### WHAT YOU NEED TO DO
Your task is to retype each line of the data below exactly.

(Records from a data collection)
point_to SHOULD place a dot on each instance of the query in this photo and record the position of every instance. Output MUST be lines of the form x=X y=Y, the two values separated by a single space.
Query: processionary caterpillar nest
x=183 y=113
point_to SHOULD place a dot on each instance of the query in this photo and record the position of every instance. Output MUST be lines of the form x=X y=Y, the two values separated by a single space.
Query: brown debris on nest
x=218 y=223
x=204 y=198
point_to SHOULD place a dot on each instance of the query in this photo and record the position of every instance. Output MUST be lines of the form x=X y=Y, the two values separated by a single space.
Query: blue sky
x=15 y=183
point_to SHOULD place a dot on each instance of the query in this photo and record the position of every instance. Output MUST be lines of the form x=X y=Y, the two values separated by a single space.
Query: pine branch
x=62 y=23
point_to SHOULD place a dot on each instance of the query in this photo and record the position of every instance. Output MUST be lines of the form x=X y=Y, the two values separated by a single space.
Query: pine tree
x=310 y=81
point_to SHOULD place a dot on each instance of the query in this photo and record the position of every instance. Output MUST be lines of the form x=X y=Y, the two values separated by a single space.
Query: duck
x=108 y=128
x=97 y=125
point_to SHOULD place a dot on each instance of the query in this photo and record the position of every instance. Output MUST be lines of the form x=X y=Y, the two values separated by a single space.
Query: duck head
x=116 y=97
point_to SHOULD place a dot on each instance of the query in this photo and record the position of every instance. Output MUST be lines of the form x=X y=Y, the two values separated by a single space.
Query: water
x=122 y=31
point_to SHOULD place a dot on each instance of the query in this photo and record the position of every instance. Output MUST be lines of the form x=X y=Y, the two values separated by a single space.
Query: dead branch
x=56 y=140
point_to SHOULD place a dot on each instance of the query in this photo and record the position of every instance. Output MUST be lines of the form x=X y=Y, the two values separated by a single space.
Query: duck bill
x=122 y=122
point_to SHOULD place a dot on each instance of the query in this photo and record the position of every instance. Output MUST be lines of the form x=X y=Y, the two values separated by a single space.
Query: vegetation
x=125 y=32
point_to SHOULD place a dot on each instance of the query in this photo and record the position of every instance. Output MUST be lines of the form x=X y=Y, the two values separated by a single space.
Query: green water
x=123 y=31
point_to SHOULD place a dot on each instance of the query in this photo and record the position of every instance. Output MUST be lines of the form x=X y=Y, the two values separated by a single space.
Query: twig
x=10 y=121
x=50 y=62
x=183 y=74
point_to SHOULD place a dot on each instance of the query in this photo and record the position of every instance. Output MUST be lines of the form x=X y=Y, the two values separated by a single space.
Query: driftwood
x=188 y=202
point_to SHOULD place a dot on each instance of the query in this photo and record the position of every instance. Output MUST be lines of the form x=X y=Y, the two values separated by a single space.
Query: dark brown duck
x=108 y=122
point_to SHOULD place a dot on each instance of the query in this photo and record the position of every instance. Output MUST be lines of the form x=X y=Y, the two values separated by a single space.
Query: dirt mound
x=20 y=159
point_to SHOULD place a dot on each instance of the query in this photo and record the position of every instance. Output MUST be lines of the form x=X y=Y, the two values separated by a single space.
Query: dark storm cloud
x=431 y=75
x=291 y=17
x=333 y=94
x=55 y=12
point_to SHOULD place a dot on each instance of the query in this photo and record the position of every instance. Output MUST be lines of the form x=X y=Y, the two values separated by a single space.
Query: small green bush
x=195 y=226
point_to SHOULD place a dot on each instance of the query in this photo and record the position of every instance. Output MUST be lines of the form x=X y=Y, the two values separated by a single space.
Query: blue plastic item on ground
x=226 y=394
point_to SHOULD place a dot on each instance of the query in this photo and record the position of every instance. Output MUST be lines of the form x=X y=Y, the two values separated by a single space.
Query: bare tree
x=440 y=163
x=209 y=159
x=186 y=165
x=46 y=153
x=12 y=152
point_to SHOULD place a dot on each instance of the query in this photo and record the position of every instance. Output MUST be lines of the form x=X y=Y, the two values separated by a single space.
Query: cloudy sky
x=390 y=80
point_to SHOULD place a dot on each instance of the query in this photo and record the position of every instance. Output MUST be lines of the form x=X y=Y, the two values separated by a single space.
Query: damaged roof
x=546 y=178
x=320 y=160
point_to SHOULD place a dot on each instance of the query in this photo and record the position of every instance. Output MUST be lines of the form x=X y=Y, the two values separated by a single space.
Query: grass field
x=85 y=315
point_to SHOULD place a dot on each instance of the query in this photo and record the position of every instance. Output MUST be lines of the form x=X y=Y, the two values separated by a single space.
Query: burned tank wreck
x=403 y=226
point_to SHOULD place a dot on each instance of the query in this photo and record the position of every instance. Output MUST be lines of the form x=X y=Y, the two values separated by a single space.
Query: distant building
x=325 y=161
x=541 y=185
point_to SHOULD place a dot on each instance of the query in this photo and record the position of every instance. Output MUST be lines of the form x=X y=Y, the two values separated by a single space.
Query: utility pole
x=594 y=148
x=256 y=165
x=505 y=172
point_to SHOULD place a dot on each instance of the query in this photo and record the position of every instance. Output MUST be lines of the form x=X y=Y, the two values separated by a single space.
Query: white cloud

### RESULT BELOW
point_to SHOULD place a dot on each instance of the query in this photo and record the position of every instance. Output MUST be lines of the form x=X y=Y, the two values separated by a single space.
Query: processionary caterpillar nest
x=183 y=113
point_to SHOULD place a dot on each instance of the query in this photo and record the position of every instance. Output MUST be lines of the form x=X y=Y, the two values separated by a single space.
Query: brown debris on nest
x=218 y=223
x=204 y=198
point_to SHOULD place a dot on each instance of the query in this photo and record the position of every instance. Output MUST be lines of the form x=X y=Y, the two values separated by a single space.
Query: blue sky
x=15 y=183
point_to SHOULD place a dot on each instance of the query in this photo and record the position of every instance. Output MUST be lines of the form x=X y=Y, the two values separated by a single space.
Query: pine branch
x=62 y=23
point_to SHOULD place a dot on each instance of the query in this photo and record the position of every instance. Output MUST be lines of the form x=X y=Y, the two values separated by a single space.
Query: pine tree
x=310 y=81
point_to SHOULD place a dot on each instance of the query in this photo and record the position of every instance. Output MUST be lines of the form x=X y=Y, the two values separated by a single space.
Query: duck
x=108 y=128
x=97 y=125
point_to SHOULD place a dot on each instance of the query in this photo and record the position of every instance. Output MUST be lines of the form x=X y=Y, the two values separated by a single space.
Query: duck head
x=116 y=97
point_to SHOULD place a dot on each instance of the query in this photo and record the position of every instance. Output MUST be lines of the form x=X y=Y, the two values separated by a single space.
Query: water
x=122 y=31
point_to SHOULD place a dot on each instance of the query in this photo and record the position of every instance. Output MUST be lines of the form x=X y=Y, the two values separated by a single space.
Query: dead branch
x=56 y=140
point_to SHOULD place a dot on each instance of the query in this photo and record the position of every instance. Output MUST be lines of the form x=X y=Y, the two values separated by a single space.
Query: duck bill
x=122 y=122
point_to SHOULD place a dot on each instance of the query in this photo and record the position of every instance. Output MUST be lines of the form x=X y=Y, the two values separated by a single space.
Query: vegetation
x=125 y=32
point_to SHOULD place a dot on each instance of the query in this photo and record the position of every instance. Output MUST be lines of the form x=X y=Y, the two values separated by a single space.
Query: green water
x=123 y=31
point_to SHOULD place a dot on each instance of the query in this photo and record the position of every instance. Output MUST be lines of the form x=X y=Y, the two values separated by a single space.
Query: twig
x=10 y=121
x=50 y=62
x=183 y=74
point_to SHOULD place a dot on each instance of the query in this photo and record the position of every instance. Output MUST be lines of the form x=X y=Y, the two values separated by a single space.
Query: driftwood
x=188 y=202
point_to SHOULD place a dot on each instance of the query in this photo and record the position of every instance. Output MUST be lines of the form x=X y=Y, the two values separated by a single space.
Query: dark brown duck
x=108 y=122
point_to SHOULD place a dot on each instance of the query in this photo and record the position of every instance. Output MUST be lines of the form x=X y=Y, the two values separated by a single space.
Query: dirt mound
x=20 y=159
point_to SHOULD place a dot on each instance of the query in this photo and record the position of every instance. Output MUST be lines of the form x=X y=Y, the two values separated by a single space.
Query: dark storm cloud
x=431 y=75
x=291 y=17
x=333 y=94
x=55 y=12
point_to SHOULD place a dot on each instance of the query in this photo and record the position of every instance. Output MUST be lines of the form x=X y=Y, the two values separated by a single space.
Query: small green bush
x=195 y=226
point_to SHOULD place a dot on each instance of the query in this photo and record the position of every instance. Output MUST be lines of the form x=X y=Y, the two values separated by a single space.
Query: blue plastic item on ground
x=226 y=394
point_to SHOULD place a dot on each instance of the query in this photo and record the position of every instance. Output MUST be lines of the form x=X y=Y, the two values separated by a single space.
Query: bare tree
x=440 y=163
x=209 y=159
x=186 y=165
x=46 y=153
x=12 y=152
point_to SHOULD place a dot on each instance of the query in this photo and record the position of every instance. Output MUST be lines of the form x=X y=Y, the two values separated by a single space.
Query: cloudy sky
x=390 y=80
point_to SHOULD place a dot on each instance of the query in this photo and record the position of every instance. Output MUST be lines of the form x=X y=Y, the two values separated by a single space.
Query: damaged roof
x=546 y=178
x=320 y=160
point_to SHOULD place a dot on each instance of the query in this photo and record the position of every instance. Output MUST be lines of the form x=X y=Y, the two values separated by a single space.
Query: grass field
x=85 y=315
point_to SHOULD place a dot on each instance of the query in this photo and record the position of every instance. Output MUST be lines of the form x=X y=Y, the two values separated by a single space.
Query: burned tank wreck
x=403 y=226
point_to SHOULD place a dot on each instance of the query in this photo and record the position of every instance. Output MUST be lines of the form x=X y=Y, the two values separated by a single space.
Query: distant building
x=325 y=161
x=541 y=185
point_to SHOULD place a dot on each instance of the query in this photo and record the position of every instance. Output MUST be lines of the form x=X y=Y, the two values separated by a single space.
Query: utility pole
x=594 y=148
x=256 y=165
x=505 y=172
point_to SHOULD place a dot on each instance of the query in this photo and record the position of every instance. Output MUST be lines of the form x=X y=Y, the two values separated by a single space.
Query: white cloud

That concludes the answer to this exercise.